Work to complete: Copy out each line of the records below that contains the word "face".
⟨
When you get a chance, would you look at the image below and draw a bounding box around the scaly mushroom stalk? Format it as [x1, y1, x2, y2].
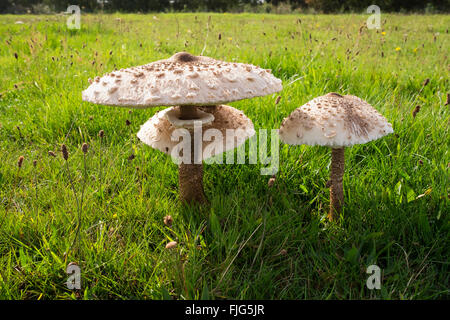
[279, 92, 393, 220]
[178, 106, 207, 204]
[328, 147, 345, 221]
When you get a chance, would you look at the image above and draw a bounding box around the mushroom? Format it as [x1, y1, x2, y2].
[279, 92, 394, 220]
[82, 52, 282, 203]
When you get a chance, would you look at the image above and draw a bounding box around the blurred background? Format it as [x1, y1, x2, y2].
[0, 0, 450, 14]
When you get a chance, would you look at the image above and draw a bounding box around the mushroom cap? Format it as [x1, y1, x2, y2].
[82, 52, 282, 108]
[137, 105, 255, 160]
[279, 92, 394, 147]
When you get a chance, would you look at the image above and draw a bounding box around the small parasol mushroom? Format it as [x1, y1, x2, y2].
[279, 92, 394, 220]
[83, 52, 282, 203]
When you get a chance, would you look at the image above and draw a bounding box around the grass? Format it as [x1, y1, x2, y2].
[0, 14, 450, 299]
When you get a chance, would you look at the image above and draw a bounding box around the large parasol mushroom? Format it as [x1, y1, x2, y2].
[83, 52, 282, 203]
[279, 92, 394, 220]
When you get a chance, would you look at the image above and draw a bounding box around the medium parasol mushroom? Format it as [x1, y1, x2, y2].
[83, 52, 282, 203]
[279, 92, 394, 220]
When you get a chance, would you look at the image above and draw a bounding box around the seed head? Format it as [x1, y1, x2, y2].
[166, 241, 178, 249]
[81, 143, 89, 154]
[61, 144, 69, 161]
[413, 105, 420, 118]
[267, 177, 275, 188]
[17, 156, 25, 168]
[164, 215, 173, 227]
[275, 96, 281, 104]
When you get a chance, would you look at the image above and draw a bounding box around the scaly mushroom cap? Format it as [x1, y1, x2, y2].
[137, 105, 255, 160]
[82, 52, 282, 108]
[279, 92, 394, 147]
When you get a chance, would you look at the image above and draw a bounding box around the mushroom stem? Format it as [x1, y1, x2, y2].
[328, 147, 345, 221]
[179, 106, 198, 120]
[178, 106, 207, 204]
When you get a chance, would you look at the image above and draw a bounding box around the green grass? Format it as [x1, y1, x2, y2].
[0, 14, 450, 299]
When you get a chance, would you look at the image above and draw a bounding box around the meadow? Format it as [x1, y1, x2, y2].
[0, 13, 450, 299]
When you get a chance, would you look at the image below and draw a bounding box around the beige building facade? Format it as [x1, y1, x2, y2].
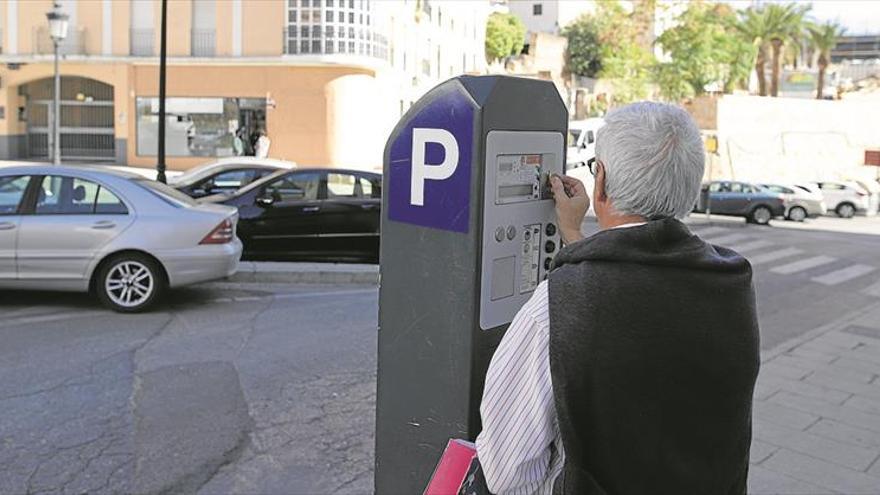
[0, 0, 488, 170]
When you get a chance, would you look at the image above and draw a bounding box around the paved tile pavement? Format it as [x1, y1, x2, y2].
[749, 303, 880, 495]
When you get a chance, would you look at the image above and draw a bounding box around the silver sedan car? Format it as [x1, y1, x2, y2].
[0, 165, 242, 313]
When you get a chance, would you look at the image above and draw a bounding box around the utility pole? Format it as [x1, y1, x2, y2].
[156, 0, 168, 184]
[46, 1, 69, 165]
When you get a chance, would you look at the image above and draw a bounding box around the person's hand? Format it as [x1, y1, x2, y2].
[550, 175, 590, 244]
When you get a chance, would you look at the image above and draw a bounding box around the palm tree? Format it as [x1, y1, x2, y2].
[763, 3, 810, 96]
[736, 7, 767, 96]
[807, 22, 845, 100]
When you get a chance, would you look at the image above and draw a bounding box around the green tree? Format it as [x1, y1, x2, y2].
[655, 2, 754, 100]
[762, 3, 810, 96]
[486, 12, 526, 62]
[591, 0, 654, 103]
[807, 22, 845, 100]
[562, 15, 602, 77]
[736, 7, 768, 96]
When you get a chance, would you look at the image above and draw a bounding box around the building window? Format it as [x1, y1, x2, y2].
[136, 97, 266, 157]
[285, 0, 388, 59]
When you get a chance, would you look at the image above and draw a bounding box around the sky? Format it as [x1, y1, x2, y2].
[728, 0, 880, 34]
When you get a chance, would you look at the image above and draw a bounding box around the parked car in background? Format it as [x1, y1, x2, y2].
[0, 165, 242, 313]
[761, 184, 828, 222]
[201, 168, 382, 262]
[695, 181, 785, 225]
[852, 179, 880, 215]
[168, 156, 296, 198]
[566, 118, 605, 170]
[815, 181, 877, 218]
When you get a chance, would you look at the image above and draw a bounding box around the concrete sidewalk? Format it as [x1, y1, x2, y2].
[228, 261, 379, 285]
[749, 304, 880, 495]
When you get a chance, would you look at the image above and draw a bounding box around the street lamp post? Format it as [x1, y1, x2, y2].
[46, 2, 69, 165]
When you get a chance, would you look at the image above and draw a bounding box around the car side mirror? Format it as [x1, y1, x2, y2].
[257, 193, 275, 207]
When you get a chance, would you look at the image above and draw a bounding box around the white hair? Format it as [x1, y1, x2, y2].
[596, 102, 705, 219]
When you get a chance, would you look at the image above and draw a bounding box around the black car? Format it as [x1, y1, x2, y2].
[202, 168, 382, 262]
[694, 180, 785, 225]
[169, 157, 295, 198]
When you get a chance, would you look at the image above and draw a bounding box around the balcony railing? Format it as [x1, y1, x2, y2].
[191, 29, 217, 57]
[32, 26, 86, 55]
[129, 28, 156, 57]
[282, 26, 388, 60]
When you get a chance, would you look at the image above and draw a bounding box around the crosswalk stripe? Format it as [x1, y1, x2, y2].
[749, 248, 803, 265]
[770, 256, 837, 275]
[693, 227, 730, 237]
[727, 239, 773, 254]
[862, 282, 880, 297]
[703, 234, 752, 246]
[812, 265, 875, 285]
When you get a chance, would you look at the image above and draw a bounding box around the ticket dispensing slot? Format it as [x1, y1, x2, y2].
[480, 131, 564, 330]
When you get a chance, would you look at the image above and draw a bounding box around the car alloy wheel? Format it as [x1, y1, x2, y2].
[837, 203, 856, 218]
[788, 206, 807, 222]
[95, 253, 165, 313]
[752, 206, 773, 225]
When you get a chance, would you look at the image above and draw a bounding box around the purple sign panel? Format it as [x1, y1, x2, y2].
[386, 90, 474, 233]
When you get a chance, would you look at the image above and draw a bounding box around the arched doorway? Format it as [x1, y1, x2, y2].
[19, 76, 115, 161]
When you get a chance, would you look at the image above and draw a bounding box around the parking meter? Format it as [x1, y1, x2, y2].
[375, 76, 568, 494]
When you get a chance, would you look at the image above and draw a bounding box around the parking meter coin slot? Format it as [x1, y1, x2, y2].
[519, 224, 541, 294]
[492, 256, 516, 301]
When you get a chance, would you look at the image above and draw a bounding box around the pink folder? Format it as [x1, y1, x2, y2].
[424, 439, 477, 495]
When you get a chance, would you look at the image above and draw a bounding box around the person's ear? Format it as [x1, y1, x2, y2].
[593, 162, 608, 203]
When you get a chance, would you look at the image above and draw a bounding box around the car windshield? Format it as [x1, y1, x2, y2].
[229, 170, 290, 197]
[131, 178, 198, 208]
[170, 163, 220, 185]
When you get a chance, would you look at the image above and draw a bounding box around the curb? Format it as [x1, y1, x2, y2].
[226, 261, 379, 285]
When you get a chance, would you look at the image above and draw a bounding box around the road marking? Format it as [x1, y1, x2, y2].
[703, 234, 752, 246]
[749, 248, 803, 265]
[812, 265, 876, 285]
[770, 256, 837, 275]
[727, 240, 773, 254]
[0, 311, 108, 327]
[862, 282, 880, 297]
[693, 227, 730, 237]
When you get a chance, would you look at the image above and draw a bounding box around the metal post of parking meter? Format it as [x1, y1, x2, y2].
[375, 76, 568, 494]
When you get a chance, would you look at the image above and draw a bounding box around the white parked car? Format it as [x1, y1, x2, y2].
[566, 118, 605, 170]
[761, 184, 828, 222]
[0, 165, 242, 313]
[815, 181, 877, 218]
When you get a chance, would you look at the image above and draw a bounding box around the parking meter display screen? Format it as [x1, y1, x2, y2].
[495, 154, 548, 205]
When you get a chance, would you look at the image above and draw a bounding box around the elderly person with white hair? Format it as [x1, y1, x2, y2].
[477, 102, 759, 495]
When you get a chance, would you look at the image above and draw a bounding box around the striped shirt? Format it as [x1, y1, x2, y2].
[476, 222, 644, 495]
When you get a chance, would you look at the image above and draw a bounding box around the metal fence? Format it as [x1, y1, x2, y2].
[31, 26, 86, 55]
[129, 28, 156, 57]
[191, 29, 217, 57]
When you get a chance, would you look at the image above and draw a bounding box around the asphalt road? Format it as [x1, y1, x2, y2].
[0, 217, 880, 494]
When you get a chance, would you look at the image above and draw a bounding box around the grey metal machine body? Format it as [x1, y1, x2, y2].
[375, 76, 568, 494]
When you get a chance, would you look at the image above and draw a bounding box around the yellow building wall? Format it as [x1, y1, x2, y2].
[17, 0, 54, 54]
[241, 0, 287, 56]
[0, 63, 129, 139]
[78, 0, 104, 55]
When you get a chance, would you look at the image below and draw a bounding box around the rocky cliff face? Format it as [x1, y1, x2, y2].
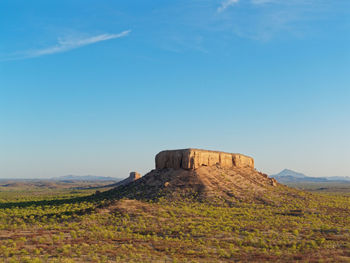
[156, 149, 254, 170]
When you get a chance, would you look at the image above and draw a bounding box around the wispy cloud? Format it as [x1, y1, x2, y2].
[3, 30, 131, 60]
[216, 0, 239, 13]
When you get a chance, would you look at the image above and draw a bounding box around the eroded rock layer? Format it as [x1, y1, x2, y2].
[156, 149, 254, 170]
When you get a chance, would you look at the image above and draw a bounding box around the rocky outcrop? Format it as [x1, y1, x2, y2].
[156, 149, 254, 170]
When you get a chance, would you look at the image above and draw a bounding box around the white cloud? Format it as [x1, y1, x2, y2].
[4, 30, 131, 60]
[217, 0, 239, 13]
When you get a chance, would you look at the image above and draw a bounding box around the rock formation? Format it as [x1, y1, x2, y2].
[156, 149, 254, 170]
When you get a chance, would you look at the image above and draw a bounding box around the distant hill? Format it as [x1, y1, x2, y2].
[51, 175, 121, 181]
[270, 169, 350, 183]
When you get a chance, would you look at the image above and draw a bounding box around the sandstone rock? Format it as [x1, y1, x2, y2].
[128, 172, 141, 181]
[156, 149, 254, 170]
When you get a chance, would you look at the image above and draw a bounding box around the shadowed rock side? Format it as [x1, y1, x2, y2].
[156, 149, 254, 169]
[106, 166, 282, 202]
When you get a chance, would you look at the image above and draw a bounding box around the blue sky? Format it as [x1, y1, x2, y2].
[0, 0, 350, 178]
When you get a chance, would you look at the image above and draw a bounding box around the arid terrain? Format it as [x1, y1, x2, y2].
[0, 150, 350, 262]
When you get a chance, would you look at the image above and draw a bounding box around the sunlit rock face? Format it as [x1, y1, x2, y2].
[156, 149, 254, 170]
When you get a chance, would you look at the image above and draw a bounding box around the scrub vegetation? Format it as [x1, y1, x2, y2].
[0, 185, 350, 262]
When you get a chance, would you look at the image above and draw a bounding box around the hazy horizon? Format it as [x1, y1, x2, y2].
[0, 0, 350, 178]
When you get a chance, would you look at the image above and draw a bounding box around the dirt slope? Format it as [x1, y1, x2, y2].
⟩
Answer:
When you get a chance, would you look at the image below and draw a bounding box around the rocky cliff face? Format it as [x1, y1, x2, y2].
When you get a chance, would you look at the image above and draw a bounding box around the sunlit rock face? Format it as [x1, y1, x2, y2].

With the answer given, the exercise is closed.